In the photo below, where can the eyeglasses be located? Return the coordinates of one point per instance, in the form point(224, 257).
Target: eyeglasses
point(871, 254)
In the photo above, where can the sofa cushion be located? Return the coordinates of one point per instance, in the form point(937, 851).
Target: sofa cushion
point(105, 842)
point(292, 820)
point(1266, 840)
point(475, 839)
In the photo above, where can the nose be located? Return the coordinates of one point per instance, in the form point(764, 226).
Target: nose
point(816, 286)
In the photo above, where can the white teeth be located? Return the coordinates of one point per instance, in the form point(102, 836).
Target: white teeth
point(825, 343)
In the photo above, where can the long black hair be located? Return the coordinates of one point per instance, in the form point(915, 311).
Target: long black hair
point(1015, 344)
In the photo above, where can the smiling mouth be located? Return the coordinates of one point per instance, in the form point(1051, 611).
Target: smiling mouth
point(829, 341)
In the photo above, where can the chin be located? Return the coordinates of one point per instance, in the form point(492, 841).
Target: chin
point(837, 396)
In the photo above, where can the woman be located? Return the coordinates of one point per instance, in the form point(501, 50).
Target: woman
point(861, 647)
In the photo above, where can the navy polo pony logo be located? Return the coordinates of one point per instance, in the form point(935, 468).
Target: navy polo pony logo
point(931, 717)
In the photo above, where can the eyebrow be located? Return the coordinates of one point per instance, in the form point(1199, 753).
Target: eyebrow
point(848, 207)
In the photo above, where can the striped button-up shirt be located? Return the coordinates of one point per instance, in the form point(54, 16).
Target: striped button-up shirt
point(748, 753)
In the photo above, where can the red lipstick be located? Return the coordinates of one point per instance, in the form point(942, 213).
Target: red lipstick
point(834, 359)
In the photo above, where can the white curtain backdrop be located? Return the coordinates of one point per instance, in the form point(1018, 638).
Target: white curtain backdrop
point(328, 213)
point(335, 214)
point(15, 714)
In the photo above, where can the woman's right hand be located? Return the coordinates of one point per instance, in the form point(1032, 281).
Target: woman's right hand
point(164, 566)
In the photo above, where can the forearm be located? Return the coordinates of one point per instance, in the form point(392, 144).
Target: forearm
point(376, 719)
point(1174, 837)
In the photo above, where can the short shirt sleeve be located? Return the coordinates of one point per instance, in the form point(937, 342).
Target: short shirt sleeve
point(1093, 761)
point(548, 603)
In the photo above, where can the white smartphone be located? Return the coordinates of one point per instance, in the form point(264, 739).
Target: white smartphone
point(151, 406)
▬▬▬▬▬▬▬▬▬▬
■ WHAT YOU HAVE TO DO ■
What is needed is an exact copy of all the records.

■ OUTPUT OF THE TASK ■
In the photo below, where can the eyeglasses be located? Return the coordinates of one point per instance, in the form point(224, 257).
Target: eyeglasses
point(871, 254)
In the photo above, where can the sofa cushion be located? Return the coordinates of one point per instance, in the form point(937, 851).
Target: sofa cushion
point(105, 842)
point(292, 820)
point(1266, 840)
point(475, 839)
In the photo above, where can the nose be located? Return the coordinates of one point per instance, in the form point(764, 226).
Target: nose
point(816, 286)
In the photo above, where can the white teeth be located? Return the coordinates of one point per instance, in the form point(102, 836).
Target: white teeth
point(825, 343)
In the photo above, where can the long black hair be located? Return the coordinates of one point per instance, in the form point(915, 311).
Target: long black hair
point(1015, 344)
In the photo above, where can the smiling mouth be located? Return the coordinates of one point per instance, in the form point(1051, 611).
Target: smiling mouth
point(829, 341)
In the photo above, where can the chin be located? Return the coordinates of one point per instance, in the form point(492, 841).
Target: chin
point(837, 396)
In the photo above, where can the woman be located? Return the coordinates of one point per instance, in the form point(501, 50).
Target: woman
point(861, 647)
In the photo above, where can the navy polo pony logo be located? Return the coordinates of one point per instance, in the form point(935, 468).
Target: navy polo pony logo
point(931, 717)
In the photo above, where can the eyebrow be located? Return the coordinates of one point per instance, in the form point(1199, 753).
Target: eyebrow
point(848, 207)
In the photo above, where can the striped button-up shirt be located? Return the coordinates of one point per instance, in the form point(54, 16).
Target: striped button-up shirt
point(748, 753)
In the photo above, where can the red lipstick be located? Return the coordinates of one point per instance, in the form point(942, 213).
Target: red lipstick
point(834, 359)
In the photo above, where can the white curtain backdrop be located? Return the coordinates of one point per instance, in the form point(1018, 638).
Target: white curtain backdrop
point(328, 213)
point(335, 214)
point(15, 714)
In the photo above, where can the woman's right hand be located? Return the coordinates of one point per instance, in the form point(1032, 281).
Target: woman's right hand
point(164, 566)
In the photo above, where can the forearm be located? Return the coordinates of one point per instance, in the form point(392, 144).
Target: forearm
point(376, 719)
point(1174, 837)
In the photo above, where can the short shirt sleeve be located? Return the coordinates of one point per instance, in the form point(937, 342).
Target: short shirt sleeve
point(1093, 761)
point(548, 603)
In the photo above, where can the white smartphone be located? Return the coordinates of one point per instance, in the form point(264, 739).
Target: white smartphone
point(151, 406)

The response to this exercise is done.